* _Task prompt_: Whatever appears in the records, retype it exactly, except for the pictures.

* _Dataset_:
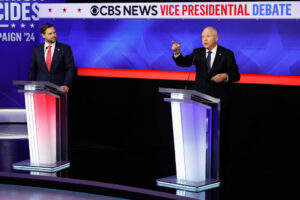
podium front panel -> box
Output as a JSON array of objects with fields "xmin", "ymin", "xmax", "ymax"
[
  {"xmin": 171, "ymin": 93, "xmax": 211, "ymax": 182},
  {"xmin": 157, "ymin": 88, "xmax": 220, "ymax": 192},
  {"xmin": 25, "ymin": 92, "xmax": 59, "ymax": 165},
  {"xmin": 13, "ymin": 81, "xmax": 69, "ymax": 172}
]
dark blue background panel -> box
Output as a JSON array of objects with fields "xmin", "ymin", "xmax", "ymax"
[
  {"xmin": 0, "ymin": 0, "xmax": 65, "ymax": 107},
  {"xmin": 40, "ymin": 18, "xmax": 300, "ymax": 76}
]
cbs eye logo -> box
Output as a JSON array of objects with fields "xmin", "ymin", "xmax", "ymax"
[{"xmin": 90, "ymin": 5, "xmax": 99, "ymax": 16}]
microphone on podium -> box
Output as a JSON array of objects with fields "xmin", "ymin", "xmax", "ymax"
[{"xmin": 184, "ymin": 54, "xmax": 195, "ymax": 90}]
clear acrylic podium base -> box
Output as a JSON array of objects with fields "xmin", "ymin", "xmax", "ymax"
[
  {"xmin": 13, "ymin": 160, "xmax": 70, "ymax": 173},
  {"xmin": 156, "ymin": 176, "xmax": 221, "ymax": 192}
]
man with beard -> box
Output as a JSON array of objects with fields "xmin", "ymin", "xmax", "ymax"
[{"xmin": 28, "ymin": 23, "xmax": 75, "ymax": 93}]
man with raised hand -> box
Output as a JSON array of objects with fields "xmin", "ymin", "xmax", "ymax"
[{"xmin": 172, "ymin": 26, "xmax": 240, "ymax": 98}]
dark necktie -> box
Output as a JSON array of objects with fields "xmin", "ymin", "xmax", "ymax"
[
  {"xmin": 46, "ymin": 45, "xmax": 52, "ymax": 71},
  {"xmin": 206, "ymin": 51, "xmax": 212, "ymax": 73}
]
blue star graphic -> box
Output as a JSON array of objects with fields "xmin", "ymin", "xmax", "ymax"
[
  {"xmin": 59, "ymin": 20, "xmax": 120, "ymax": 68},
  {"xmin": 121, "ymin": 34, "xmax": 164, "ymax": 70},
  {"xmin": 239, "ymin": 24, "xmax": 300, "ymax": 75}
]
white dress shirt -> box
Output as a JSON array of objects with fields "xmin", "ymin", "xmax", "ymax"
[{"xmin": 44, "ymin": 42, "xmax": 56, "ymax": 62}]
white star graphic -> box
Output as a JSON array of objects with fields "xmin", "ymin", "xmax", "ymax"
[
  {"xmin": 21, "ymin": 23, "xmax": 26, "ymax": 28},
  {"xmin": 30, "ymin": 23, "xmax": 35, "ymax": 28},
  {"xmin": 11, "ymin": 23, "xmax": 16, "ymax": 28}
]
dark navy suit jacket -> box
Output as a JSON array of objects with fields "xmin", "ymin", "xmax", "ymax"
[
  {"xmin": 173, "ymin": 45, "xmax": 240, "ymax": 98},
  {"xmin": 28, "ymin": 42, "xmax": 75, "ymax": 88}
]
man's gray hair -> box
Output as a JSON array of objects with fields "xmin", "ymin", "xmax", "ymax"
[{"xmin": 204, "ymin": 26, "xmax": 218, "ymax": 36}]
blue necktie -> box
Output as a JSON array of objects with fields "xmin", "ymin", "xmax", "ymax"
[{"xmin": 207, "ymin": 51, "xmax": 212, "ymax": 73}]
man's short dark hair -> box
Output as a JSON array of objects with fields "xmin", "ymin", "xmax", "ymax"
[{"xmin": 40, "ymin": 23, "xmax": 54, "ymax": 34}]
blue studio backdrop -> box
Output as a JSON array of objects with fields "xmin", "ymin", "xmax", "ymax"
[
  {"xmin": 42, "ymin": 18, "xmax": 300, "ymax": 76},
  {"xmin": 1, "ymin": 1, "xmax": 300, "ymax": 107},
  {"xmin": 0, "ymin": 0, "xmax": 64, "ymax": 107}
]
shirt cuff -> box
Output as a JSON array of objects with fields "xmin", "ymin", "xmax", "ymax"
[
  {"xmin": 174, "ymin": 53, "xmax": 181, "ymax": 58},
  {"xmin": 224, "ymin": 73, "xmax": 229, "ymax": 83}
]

* _Task answer_:
podium front panel -> box
Output as a JSON array of objects with fields "xmin", "ymin", "xmax", "ymax"
[
  {"xmin": 171, "ymin": 93, "xmax": 211, "ymax": 182},
  {"xmin": 157, "ymin": 88, "xmax": 220, "ymax": 192},
  {"xmin": 25, "ymin": 92, "xmax": 59, "ymax": 165},
  {"xmin": 13, "ymin": 81, "xmax": 69, "ymax": 172}
]
dark blue background panel -> box
Output as a JSON array of objects with fields "xmin", "ymin", "xmax", "ymax"
[
  {"xmin": 0, "ymin": 0, "xmax": 65, "ymax": 107},
  {"xmin": 40, "ymin": 18, "xmax": 300, "ymax": 76}
]
cbs eye logo -> box
Output as a JSON array of objects with fields "xmin", "ymin", "xmax", "ymax"
[{"xmin": 90, "ymin": 5, "xmax": 99, "ymax": 16}]
microphone on podium -> box
Output as a JSON array of objects with fields "xmin", "ymin", "xmax", "ymax"
[{"xmin": 184, "ymin": 54, "xmax": 195, "ymax": 90}]
clear acrylic podium base -> box
Output as a JSON array of objects with fields "xmin", "ymin", "xmax", "ymax"
[
  {"xmin": 13, "ymin": 160, "xmax": 70, "ymax": 173},
  {"xmin": 156, "ymin": 176, "xmax": 221, "ymax": 192}
]
man with beard -> box
Output as a JSON array of objects with fields "xmin", "ymin", "xmax", "ymax"
[{"xmin": 28, "ymin": 23, "xmax": 75, "ymax": 93}]
man with raised hand -> box
Output as a JSON array of objects with fields "xmin", "ymin", "xmax", "ymax"
[{"xmin": 172, "ymin": 26, "xmax": 240, "ymax": 98}]
dark necktie -> box
Output as a JSON array of objects with fields "xmin", "ymin", "xmax", "ymax"
[
  {"xmin": 46, "ymin": 45, "xmax": 52, "ymax": 71},
  {"xmin": 206, "ymin": 51, "xmax": 212, "ymax": 73}
]
blue star graphic -> box
Output as a JSON array of objects with fields "xmin", "ymin", "xmax", "ymax"
[
  {"xmin": 59, "ymin": 20, "xmax": 120, "ymax": 68},
  {"xmin": 121, "ymin": 34, "xmax": 164, "ymax": 70},
  {"xmin": 239, "ymin": 24, "xmax": 300, "ymax": 75}
]
white dress shirt -> box
Output as a JSON array of objects with fields "xmin", "ymin", "xmax", "ymax"
[{"xmin": 44, "ymin": 42, "xmax": 56, "ymax": 62}]
white star graphic -> box
Output as a JSON array of objects with fields "xmin", "ymin", "xmax", "ymax"
[
  {"xmin": 21, "ymin": 23, "xmax": 26, "ymax": 28},
  {"xmin": 30, "ymin": 23, "xmax": 35, "ymax": 28},
  {"xmin": 11, "ymin": 23, "xmax": 16, "ymax": 28}
]
dark navy suit jacket -> box
Output as a JSON array of objects with fields "xmin", "ymin", "xmax", "ymax"
[
  {"xmin": 173, "ymin": 45, "xmax": 240, "ymax": 98},
  {"xmin": 28, "ymin": 42, "xmax": 75, "ymax": 88}
]
man's gray hair -> box
Output as a JSON array of objects with fields "xmin", "ymin", "xmax", "ymax"
[{"xmin": 204, "ymin": 26, "xmax": 218, "ymax": 36}]
blue necktie -> box
Output as a JSON array of objects with fields "xmin", "ymin", "xmax", "ymax"
[{"xmin": 207, "ymin": 51, "xmax": 212, "ymax": 73}]
man's short dark hair -> box
Output as a JSON array of objects with fields "xmin", "ymin", "xmax", "ymax"
[{"xmin": 40, "ymin": 23, "xmax": 54, "ymax": 34}]
blue studio backdrop -> box
Output as a JSON array of objects with fields "xmin", "ymin", "xmax", "ymax"
[
  {"xmin": 42, "ymin": 18, "xmax": 300, "ymax": 76},
  {"xmin": 1, "ymin": 1, "xmax": 300, "ymax": 107},
  {"xmin": 0, "ymin": 0, "xmax": 64, "ymax": 107}
]
shirt cuff -> box
Output as a JSON array of objects with fields "xmin", "ymin", "xmax", "ymax"
[
  {"xmin": 174, "ymin": 53, "xmax": 181, "ymax": 58},
  {"xmin": 224, "ymin": 73, "xmax": 229, "ymax": 83}
]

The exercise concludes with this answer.